--- STATED TASK A ---
In the converter start-up excerpt, why is the absence of discharge transients during pre-charge singled out as important?

══ PAGE EXTRACT

The proposed pre-charge and start-up strategy has been validated by means of numerical simulation, even in case of significant deviations from the nominal capacitance values. The main parameters of the converter are specified in Table 1. The voltages of the SM capacitors during the whole procedure are reported in Fig. 8. The numbers (1, 2, 3) shown in the diagram correspond to the stage numbering in the above. It can be noticed that, regardless of the capacitance values (which are visible by the different transients duration), the steady-state voltage at the end of the pre-charge is the same and, even more important, there are no discharge transients that can lead to the turn-off of the SM control logic power supplies. In Fig. 9, flying-capacitors currents (top) and voltages (bottom) are reported, showing limited oscillations during the whole transient and the desired steady state behaviour. Eventually, the overall duration of the entire start-up is limited to a few seconds.

════
══ RECORDS SUPPLIED

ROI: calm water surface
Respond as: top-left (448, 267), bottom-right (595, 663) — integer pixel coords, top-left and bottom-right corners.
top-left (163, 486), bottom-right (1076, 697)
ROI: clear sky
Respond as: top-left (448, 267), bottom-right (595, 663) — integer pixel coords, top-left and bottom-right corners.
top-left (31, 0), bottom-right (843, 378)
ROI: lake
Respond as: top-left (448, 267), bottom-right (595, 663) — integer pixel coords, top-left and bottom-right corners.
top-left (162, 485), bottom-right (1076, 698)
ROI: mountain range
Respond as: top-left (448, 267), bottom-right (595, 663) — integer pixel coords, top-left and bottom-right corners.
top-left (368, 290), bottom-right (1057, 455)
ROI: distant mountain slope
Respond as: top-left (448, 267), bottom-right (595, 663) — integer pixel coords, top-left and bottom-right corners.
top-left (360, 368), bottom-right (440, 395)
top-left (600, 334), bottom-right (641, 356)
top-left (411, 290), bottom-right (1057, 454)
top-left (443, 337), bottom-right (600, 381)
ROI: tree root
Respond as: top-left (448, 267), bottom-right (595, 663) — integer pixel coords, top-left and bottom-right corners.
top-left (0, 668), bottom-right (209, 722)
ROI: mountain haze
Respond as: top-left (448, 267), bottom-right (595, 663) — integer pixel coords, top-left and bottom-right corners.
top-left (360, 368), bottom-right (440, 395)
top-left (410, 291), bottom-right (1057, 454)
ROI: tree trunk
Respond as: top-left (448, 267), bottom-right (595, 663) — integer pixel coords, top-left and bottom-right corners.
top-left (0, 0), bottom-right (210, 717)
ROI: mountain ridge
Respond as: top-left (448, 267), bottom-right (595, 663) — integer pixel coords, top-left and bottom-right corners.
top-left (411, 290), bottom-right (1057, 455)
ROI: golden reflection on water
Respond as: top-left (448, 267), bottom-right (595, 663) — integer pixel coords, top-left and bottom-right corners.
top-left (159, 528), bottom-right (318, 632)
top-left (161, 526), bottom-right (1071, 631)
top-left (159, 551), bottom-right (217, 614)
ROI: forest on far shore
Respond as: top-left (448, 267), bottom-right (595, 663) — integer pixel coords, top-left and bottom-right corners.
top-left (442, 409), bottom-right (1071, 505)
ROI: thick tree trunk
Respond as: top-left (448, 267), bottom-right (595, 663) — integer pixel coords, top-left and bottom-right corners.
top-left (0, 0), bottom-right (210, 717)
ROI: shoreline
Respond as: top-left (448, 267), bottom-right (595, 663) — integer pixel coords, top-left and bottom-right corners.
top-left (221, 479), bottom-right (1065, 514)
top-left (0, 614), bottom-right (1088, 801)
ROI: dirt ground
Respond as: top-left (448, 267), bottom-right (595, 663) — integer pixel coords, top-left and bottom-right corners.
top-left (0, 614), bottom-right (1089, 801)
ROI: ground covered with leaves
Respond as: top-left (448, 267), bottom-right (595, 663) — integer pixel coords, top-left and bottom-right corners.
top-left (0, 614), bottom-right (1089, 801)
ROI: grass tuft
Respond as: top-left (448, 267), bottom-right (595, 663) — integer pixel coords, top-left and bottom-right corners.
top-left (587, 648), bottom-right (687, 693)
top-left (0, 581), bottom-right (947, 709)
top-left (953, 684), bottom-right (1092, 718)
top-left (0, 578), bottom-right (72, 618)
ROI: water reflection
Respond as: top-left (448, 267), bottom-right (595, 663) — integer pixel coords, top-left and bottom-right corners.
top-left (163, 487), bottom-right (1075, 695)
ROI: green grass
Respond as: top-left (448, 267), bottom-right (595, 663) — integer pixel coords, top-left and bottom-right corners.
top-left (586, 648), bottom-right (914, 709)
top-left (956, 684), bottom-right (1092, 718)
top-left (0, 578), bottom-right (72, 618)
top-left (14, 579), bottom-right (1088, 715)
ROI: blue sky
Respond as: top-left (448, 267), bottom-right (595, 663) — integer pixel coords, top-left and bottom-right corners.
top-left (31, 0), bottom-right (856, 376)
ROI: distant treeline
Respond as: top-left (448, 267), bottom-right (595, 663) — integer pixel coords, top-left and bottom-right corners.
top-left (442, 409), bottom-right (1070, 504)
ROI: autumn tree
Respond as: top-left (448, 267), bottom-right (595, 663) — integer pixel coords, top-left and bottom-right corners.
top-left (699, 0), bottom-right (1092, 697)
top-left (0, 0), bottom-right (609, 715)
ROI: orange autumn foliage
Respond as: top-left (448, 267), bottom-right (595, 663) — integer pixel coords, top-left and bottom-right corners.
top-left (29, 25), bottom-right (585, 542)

════

--- STATED TASK B ---
Set down the part of the region labeling entries that opens at their first line and closes with the line containing "top-left (162, 485), bottom-right (1076, 698)", both ends included.

--- WORKED ANSWER A ---
Discharge transients could cause the SM control logic power supplies to turn off. Because the simulation shows no such transients, that risk does not arise.

--- WORKED ANSWER B ---
ROI: calm water surface
Respond as: top-left (448, 267), bottom-right (595, 663) — integer pixel coords, top-left and bottom-right corners.
top-left (163, 486), bottom-right (1076, 697)
ROI: clear sky
Respond as: top-left (448, 267), bottom-right (595, 663) — integer pixel coords, top-left and bottom-right corners.
top-left (31, 0), bottom-right (843, 378)
ROI: lake
Respond as: top-left (448, 267), bottom-right (595, 663) — integer pixel coords, top-left and bottom-right corners.
top-left (162, 485), bottom-right (1076, 698)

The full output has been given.